### YOUR INSTRUCTIONS
Repeat every entry in the listing below, exactly.

### DATA FOR PROCESSING
--
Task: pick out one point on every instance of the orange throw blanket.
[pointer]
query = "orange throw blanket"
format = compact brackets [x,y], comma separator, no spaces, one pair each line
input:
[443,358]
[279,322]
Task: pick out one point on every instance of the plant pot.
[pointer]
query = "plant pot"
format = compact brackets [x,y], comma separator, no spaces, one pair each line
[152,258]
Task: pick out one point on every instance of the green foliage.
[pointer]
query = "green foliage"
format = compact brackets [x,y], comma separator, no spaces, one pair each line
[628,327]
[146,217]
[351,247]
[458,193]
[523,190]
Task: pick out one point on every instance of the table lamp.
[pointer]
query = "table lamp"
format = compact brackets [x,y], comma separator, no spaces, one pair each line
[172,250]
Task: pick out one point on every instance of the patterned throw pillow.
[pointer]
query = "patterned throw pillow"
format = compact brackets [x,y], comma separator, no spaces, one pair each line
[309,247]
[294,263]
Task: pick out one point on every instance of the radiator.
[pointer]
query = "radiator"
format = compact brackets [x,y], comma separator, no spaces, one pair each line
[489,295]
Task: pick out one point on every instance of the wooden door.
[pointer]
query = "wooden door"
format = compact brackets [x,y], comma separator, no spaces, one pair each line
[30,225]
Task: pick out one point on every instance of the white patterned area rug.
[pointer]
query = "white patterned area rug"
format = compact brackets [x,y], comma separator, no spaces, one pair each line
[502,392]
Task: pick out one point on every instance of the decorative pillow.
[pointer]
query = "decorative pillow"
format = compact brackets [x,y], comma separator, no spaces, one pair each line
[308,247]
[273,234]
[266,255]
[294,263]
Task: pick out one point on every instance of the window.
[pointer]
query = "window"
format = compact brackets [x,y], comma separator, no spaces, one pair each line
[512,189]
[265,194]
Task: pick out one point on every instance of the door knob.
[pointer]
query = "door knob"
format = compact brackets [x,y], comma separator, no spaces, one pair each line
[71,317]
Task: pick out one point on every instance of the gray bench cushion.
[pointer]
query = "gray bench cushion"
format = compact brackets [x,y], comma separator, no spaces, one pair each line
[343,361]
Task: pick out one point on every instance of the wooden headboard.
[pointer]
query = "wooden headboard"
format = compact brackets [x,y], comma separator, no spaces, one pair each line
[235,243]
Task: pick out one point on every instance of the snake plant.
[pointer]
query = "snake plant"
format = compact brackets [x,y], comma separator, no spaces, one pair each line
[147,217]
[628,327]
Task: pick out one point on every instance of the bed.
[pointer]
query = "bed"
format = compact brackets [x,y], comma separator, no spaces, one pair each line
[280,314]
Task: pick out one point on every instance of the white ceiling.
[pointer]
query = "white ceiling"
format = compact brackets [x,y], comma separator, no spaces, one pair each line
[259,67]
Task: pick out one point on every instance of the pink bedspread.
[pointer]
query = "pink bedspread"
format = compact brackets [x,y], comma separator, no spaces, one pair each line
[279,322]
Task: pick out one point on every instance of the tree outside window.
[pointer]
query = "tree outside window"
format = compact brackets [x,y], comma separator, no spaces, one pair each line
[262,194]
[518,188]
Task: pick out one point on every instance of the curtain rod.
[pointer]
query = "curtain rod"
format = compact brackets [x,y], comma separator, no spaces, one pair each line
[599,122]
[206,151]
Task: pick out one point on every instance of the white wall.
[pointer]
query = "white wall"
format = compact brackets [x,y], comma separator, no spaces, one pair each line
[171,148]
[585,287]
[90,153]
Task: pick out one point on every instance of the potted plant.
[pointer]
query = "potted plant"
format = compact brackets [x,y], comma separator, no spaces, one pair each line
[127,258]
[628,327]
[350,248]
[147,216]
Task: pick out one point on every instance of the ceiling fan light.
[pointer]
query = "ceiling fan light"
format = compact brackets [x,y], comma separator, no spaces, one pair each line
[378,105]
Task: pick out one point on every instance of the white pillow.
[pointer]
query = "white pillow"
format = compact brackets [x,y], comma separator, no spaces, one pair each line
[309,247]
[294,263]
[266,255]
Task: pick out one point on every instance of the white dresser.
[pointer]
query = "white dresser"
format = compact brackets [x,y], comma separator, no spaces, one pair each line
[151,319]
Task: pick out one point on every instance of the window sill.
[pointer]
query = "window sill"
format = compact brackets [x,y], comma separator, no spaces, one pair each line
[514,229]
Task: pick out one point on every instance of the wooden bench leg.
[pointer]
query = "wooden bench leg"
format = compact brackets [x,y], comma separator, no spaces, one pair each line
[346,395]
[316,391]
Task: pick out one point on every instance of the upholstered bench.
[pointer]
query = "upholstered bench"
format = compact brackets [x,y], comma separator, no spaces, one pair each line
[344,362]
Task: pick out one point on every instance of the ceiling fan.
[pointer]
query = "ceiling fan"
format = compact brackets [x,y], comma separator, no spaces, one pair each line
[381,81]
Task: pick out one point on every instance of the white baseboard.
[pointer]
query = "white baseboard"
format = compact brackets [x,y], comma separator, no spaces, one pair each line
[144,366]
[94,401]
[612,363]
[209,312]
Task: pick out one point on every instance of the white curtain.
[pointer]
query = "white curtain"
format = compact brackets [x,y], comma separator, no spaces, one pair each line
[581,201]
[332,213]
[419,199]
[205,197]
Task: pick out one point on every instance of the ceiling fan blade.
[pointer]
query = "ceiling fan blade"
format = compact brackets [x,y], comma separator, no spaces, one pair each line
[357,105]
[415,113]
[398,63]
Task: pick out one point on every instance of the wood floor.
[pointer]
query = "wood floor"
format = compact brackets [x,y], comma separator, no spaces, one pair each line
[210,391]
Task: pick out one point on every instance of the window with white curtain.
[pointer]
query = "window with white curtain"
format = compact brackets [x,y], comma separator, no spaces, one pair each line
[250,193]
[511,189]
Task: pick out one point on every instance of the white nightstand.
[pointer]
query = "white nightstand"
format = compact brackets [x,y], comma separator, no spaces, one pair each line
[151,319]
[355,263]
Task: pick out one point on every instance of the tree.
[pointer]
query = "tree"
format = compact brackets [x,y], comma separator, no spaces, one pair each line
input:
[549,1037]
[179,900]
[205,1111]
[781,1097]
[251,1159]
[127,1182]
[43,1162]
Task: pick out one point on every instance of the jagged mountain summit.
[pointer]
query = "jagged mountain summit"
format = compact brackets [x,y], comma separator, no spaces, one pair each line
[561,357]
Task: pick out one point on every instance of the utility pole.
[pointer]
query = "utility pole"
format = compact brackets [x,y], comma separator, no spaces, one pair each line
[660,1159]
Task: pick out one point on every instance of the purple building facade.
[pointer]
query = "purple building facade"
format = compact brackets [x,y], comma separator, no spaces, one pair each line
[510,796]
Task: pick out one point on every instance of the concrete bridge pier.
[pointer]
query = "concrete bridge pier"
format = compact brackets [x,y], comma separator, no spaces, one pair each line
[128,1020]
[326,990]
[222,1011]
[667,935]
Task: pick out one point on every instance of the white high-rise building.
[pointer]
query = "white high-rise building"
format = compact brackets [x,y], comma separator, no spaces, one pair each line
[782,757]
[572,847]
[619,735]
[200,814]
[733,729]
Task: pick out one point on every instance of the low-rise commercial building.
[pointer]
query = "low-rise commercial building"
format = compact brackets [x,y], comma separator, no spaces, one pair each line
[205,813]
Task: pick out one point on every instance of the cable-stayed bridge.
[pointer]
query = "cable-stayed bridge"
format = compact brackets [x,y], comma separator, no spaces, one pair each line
--
### ANSWER
Task: pick out one point on every instance of the orange throw blanket.
[pointer]
query = "orange throw blanket"
format = compact brackets [x,y], comma separator, no spaces, one pair each line
input:
[443,358]
[279,322]
Task: pick out one point on every instance of the plant pot.
[pointer]
query = "plant pot"
format = compact brackets [x,y], comma separator, no spaces, one pair each line
[152,258]
Task: pick out one point on every instance of the green foliage.
[pointer]
query = "green foliage"
format = compact brackets [x,y], comma separator, no spaces, one pair each line
[628,327]
[146,217]
[351,247]
[458,193]
[523,190]
Task: pick out one point on every instance of the table lamp.
[pointer]
query = "table lamp"
format = compact brackets [x,y], comma separator, no spaces, one pair each line
[172,250]
Task: pick out one point on every instance of the patterned throw pillow.
[pointer]
query = "patterned throw pillow"
format = compact brackets [x,y], comma separator, no spaces, one pair each line
[309,247]
[294,263]
Task: pick out one point on every instance of the radiator.
[pointer]
query = "radiator"
format = compact brackets [x,y], comma separator, no spaces, one pair each line
[489,295]
Task: pick out one point on every instance of the wooden door.
[pointer]
query = "wooden door"
format = compact brackets [x,y], comma separator, no spaces, one pair each line
[30,225]
Task: pick out one point on every instance of the white patterned area rug.
[pointer]
query = "white patterned area rug"
format = compact brackets [x,y], comma separator, no spaces, one pair each line
[502,392]
Task: pick out one point on every instance of the decorative pillow.
[pointer]
query = "decorative pillow"
format = compact brackets [x,y], comma separator, no spaces, one pair each line
[308,247]
[273,234]
[266,255]
[294,263]
Task: pick out one point on every instance of the window.
[pointer]
query = "window"
format = compact brackets [x,y], comma separator, no spaces, one pair each line
[512,189]
[265,194]
Task: pick out one point on every instance of the door knob.
[pointer]
query = "door knob"
format = compact brackets [x,y], comma separator, no spaces, one pair each line
[71,317]
Task: pick out one point on every instance of the gray bench cushion.
[pointer]
query = "gray bench cushion"
format = compact brackets [x,y], comma separator, no spaces, one pair each line
[343,361]
Task: pick out one point on every instance of the wooden headboard.
[pointer]
query = "wooden headboard"
format = compact brackets [x,y], comma separator, no spaces, one pair each line
[235,243]
Task: pick out one point on every instance of the snake plant.
[pointer]
query = "snake plant"
format = compact brackets [x,y], comma separator, no spaces, one pair each line
[147,217]
[628,327]
Task: pick out one point on every instance of the bed.
[pointer]
query = "bed"
format = compact brackets [x,y], comma separator, no spaces, one pair each line
[280,314]
Task: pick out one point on every instance of the white ceiling.
[pointer]
query = "white ceiling"
format = compact brackets [x,y], comma separator, no spaces, one pair each line
[259,67]
Task: pick out one point on every instance of the pink bedspread.
[pointer]
query = "pink bedspread"
format = compact brackets [x,y], comma separator, no spaces, one pair each line
[279,322]
Task: pick out one point on every instance of the tree outside window.
[pointer]
query = "tree outside window"
format = compact brackets [x,y], comma separator, no spaces, one pair each line
[262,194]
[518,188]
Task: pick out one point on every instance of the curtain rod.
[pointer]
query = "curtain rod"
format = compact brackets [x,y], comma separator, no spaces, one pair each line
[599,122]
[206,151]
Task: pick out one point on every instance of the white wall.
[pointer]
query = "white wall"
format = compact brackets [x,y], comma separator, no spaces, one pair each line
[171,148]
[585,287]
[90,153]
Task: pick out one point on every instance of the potted plant.
[pointer]
query = "potted plant"
format = compact brackets [x,y], comma separator, no spaces, one pair each line
[127,258]
[628,327]
[350,248]
[147,216]
Task: pick out one point on every instance of the ceiling fan light.
[pointer]
query = "ceiling fan light"
format = compact brackets [x,y], comma separator, no spaces, one pair each line
[378,105]
Task: pick out one point on every instance of the white pillow.
[pointer]
query = "white pillow"
format = compact brackets [x,y], comma separator, no spaces, one pair each line
[309,247]
[294,263]
[266,255]
Task: pick out one point on every instance of the white dresser.
[pointer]
query = "white dresser"
format = compact brackets [x,y], comma separator, no spaces, one pair each line
[151,319]
Task: pick out one point on every instance of the window sill.
[pointer]
query = "window sill"
format = compact brackets [x,y], comma separator, no spaces, one pair each line
[514,229]
Task: pick out one point on every instance of the wooden bench leg.
[pointer]
query = "wooden bench leg"
format = compact brackets [x,y], comma separator, no spaces, one pair each line
[346,395]
[316,391]
Task: pick out one point on every instance of the upholstered bench.
[pointer]
query = "upholstered bench"
format = compact brackets [x,y], comma separator, no spaces, one pair each line
[344,362]
Task: pick out one point on every instance of the ceiling fan.
[pointer]
query = "ceiling fan"
format = compact brackets [x,y], comma separator, no spaces, one pair each line
[381,81]
Task: pick out one point on every instance of the white baseboard.
[pointer]
query = "white baseboard"
format = compact brackets [x,y], comma separator, no spaces, one pair each line
[144,366]
[94,401]
[612,363]
[209,312]
Task: pick out one point on every instance of the white curtain.
[pointer]
query = "white curtain"
format = compact brackets [x,y], comma separator, no spaces, one pair each line
[581,201]
[332,213]
[419,199]
[205,197]
Task: pick out one point on every instance of the ceiling fan blade.
[pointer]
query = "ceiling fan blade"
format = compact brackets [x,y], comma separator, no spaces, one pair each line
[357,105]
[415,113]
[398,63]
Task: pick out one point on every instance of the wood floor.
[pointer]
query = "wood floor"
format = compact brackets [x,y], comma separator, no spaces, one pair each line
[210,391]
Task: pick out one point on every instance of the window with white curtain.
[pointer]
query = "window with white curtain"
format = compact brackets [x,y], comma separator, no spaces, one pair each line
[250,193]
[511,189]
Task: pick out one point on every instance of the white nightstand.
[pointer]
query = "white nightstand"
format = compact brackets [x,y], comma separator, no spaces, one pair each line
[151,319]
[355,263]
Task: pick out one point on every instance of the tree.
[pointer]
query = "tree"
format = compact brackets [x,y], comma separator, no spaces, one pair each line
input:
[549,1037]
[179,900]
[205,1111]
[781,1097]
[251,1159]
[127,1182]
[43,1162]
Task: pick out one point on every instance of the jagged mountain summit.
[pointer]
query = "jagged mountain summit"
format = compact brackets [x,y], comma separator, no spaces, one pair each line
[561,357]
Task: pick out one point on every instance of the utility pole.
[pointer]
query = "utility pole"
format = compact brackets [x,y], comma separator, no spaces, one pair each line
[660,1159]
Task: pick out one point on every instance of the purple building facade.
[pointer]
query = "purple building facade"
format = compact brackets [x,y], comma separator, no spaces, one pair each line
[510,796]
Task: pick out one point on every instance of the concrete bridge pier.
[pointer]
query = "concrete bridge pier"
format = compact brackets [x,y], comma separator, no spaces, one pair each line
[128,1020]
[326,990]
[222,1011]
[667,935]
Task: pick out one point on every instance of the white high-rise building.
[pointer]
query = "white high-rise building"
format = compact brackets [x,y], comma separator, no spaces, one pair each line
[782,757]
[572,847]
[619,735]
[200,814]
[733,729]
Task: pick out one point on every instance of the low-rise commercial building.
[pointer]
query = "low-rise commercial building"
format = compact brackets [x,y], comma separator, no spaces, one pair each line
[205,813]
Task: pick out one point on every instance of the cable-stayed bridge.
[pointer]
query = "cable-stayed bridge"
format = compact brackets [x,y], comma separator, no spaces, one pair each line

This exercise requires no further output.